Provided records –
>> BEGIN

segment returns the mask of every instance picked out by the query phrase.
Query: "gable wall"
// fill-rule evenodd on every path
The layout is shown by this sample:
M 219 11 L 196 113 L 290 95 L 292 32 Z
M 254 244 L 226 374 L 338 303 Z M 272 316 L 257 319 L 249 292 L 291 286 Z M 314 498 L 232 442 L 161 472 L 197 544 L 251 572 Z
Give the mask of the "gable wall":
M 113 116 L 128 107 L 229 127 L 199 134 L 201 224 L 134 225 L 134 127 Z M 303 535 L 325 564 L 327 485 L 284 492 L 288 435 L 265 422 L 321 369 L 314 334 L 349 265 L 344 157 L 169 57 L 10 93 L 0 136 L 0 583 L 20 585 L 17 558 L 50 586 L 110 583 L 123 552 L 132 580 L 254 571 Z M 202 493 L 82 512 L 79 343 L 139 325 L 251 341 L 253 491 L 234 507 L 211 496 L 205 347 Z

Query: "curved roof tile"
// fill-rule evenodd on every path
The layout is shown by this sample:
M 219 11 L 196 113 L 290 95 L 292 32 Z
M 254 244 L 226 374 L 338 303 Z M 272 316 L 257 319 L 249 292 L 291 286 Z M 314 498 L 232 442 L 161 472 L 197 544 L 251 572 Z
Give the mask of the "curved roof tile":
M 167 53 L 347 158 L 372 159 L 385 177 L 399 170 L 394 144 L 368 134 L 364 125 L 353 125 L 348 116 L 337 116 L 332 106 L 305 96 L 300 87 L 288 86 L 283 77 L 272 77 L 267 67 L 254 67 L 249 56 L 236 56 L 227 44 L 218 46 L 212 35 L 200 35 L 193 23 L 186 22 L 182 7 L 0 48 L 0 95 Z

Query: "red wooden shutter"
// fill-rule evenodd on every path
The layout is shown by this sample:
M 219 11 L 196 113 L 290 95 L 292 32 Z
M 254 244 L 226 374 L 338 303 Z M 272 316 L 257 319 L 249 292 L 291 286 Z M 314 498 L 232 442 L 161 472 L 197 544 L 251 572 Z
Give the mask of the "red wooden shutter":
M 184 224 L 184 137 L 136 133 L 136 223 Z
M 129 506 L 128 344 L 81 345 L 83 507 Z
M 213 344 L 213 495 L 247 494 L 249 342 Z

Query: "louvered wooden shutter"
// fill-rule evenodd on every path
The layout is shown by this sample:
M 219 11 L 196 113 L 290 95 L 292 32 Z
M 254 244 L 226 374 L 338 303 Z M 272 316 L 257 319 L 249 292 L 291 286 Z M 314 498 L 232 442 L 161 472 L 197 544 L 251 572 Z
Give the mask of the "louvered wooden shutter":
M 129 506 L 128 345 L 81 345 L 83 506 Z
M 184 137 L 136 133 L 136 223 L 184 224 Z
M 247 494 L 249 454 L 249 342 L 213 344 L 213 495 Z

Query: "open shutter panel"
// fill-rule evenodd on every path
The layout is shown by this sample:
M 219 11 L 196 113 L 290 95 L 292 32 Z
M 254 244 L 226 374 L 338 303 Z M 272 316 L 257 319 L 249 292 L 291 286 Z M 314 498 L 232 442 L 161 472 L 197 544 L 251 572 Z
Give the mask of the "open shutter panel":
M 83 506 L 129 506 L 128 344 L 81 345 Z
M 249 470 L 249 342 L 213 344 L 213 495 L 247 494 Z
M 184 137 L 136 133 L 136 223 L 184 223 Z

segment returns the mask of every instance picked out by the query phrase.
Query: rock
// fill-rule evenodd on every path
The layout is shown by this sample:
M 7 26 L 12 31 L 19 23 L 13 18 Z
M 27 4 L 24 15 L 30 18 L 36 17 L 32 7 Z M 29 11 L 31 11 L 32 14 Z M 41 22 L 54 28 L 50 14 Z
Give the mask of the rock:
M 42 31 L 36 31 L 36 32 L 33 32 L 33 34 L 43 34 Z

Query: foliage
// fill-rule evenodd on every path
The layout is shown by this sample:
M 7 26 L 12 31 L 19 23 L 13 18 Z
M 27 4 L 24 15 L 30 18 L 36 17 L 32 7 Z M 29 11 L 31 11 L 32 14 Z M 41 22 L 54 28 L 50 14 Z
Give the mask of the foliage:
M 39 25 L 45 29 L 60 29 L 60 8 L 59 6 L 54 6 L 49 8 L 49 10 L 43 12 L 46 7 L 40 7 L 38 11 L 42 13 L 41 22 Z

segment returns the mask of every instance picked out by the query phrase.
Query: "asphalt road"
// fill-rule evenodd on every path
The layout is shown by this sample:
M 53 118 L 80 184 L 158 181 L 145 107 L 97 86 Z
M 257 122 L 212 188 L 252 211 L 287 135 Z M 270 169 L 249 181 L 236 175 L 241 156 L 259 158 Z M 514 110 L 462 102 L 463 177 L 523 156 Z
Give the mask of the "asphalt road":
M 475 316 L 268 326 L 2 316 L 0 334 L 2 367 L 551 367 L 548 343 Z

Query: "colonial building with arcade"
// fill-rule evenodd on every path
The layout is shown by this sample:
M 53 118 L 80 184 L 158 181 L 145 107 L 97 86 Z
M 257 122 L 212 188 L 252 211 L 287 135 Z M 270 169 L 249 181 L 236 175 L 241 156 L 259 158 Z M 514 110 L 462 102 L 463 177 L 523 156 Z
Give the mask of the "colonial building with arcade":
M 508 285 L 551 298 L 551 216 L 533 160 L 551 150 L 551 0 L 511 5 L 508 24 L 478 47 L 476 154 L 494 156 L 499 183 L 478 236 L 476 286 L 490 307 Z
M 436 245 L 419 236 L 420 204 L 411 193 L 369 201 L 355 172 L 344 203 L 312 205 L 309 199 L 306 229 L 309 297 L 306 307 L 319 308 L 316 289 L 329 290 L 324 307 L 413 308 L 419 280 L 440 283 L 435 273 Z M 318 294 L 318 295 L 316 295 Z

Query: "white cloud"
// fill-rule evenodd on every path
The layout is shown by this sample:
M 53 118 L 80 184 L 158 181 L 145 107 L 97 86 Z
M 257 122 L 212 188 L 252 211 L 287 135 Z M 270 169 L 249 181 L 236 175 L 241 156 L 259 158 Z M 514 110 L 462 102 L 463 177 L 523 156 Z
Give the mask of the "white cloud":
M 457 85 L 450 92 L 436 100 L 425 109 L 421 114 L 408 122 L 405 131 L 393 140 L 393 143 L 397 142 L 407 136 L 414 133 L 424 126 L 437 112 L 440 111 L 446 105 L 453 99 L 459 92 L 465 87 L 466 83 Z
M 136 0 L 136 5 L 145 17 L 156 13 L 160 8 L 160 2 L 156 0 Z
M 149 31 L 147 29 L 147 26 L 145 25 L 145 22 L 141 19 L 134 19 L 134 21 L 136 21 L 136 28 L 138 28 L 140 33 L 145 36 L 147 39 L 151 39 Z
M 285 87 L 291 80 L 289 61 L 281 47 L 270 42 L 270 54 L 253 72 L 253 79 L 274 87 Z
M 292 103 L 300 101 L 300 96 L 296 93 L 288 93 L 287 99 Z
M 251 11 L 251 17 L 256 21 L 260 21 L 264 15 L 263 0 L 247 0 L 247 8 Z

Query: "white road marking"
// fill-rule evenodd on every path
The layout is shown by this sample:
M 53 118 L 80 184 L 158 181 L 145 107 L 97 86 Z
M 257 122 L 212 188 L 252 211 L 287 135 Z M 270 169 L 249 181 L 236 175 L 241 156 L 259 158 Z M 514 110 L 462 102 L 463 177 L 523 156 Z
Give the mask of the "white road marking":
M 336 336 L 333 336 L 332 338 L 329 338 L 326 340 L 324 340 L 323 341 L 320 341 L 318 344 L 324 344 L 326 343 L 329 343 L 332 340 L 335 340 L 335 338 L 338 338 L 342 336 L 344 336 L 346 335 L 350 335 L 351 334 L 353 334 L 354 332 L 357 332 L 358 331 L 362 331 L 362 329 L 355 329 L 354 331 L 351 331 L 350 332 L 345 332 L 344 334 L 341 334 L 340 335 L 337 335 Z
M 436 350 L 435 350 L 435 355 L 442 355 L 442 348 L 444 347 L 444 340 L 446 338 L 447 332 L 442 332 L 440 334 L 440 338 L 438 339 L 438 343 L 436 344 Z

>> END

Instructions to follow –
Rewrite the data from its first line through the line containing "M 213 344 L 213 495 L 247 494 L 249 342 Z", swapping "sample" for "template" and leaving everything else unchanged.

Full response –
segment returns the mask of every instance picked out by the query phrase.
Query: "gable wall"
// fill-rule evenodd on every path
The layout is shown by this template:
M 219 11 L 196 113 L 290 95 L 292 32 Z
M 254 244 L 226 374 L 338 303 Z M 272 316 L 257 319 L 249 292 L 291 286 Z M 314 498 L 232 442 L 161 472 L 197 544 L 251 572 Z
Give the mask of the "gable wall":
M 113 116 L 128 107 L 229 127 L 199 134 L 201 224 L 134 225 L 134 127 Z M 303 535 L 325 564 L 327 485 L 284 492 L 288 435 L 265 422 L 321 369 L 314 334 L 349 265 L 344 157 L 169 57 L 10 93 L 0 136 L 0 583 L 20 585 L 17 558 L 50 586 L 110 583 L 123 552 L 132 580 L 254 571 Z M 202 493 L 82 512 L 79 343 L 139 325 L 251 341 L 253 491 L 234 507 L 211 496 L 205 347 Z

Query: "curved roof tile"
// fill-rule evenodd on every path
The layout is shown by this template:
M 219 11 L 196 113 L 290 95 L 292 32 Z
M 254 244 L 226 374 L 338 303 Z M 272 316 L 257 319 L 249 292 L 291 286 Z M 314 498 L 232 442 L 161 472 L 197 544 L 251 572 Z
Give the mask of the "curved roof tile":
M 167 53 L 347 158 L 372 159 L 385 177 L 399 170 L 394 144 L 368 134 L 364 125 L 353 125 L 348 116 L 337 116 L 332 106 L 305 96 L 300 87 L 288 86 L 283 77 L 272 77 L 267 67 L 254 67 L 249 56 L 236 56 L 227 44 L 218 46 L 212 35 L 200 35 L 193 23 L 186 22 L 182 7 L 0 48 L 0 95 Z

Query: "red wooden shutter"
// fill-rule evenodd on every path
The layout is shown by this template:
M 219 11 L 196 113 L 290 95 L 292 32 Z
M 254 244 L 226 374 L 338 303 Z M 272 316 L 257 319 L 249 292 L 291 286 Z M 314 498 L 232 442 L 161 472 L 197 544 L 251 572 Z
Give the mask of the "red wooden shutter":
M 184 224 L 184 137 L 136 133 L 136 223 Z
M 129 506 L 128 344 L 81 345 L 83 507 Z
M 213 344 L 213 495 L 247 494 L 249 342 Z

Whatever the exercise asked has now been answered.